Data items:
________________
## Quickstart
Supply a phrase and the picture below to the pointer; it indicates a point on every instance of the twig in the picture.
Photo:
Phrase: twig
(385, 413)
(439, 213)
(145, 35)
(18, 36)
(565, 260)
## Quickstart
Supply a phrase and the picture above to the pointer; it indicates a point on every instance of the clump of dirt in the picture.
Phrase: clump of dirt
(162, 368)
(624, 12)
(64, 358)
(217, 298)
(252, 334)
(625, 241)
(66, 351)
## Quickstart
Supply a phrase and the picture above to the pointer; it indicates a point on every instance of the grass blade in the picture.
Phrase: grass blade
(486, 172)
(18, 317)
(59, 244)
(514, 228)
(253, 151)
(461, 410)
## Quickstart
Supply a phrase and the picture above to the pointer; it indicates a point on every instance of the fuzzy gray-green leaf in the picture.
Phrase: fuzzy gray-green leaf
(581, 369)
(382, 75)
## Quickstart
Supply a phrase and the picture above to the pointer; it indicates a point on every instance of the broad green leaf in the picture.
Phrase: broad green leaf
________________
Repeat every line of the records above exactly.

## Quickstart
Supply a phrase and the picture below to the pointer; it indicates a point on every instance of the twig in the picture.
Photo:
Phrase: twig
(385, 413)
(439, 213)
(145, 35)
(18, 36)
(565, 260)
## Quickstart
Supply a phrase and the picture above to the pointer; it indicates a point on every instance of the clump of dirt in the picture.
Phrase: clump of dirt
(162, 368)
(624, 12)
(64, 358)
(217, 298)
(252, 334)
(625, 241)
(66, 351)
## Quickstart
Supply a phrase and the picture above to the pointer; it indicates a point on every instance of the grass blade in the picture.
Phrase: grass blade
(486, 172)
(18, 317)
(59, 244)
(514, 228)
(253, 151)
(461, 410)
## Quickstart
Supply a phrase and the picture above to the pointer; it indicates a point on every instance of the fuzzy gray-green leaf in the picture.
Phrase: fuzzy gray-green leaf
(581, 369)
(382, 75)
## Quickstart
Supply a phrase and the picture above to the pointer; it indicates a point on every instance of the broad green leaf in the picture.
Phrase: broad green leaf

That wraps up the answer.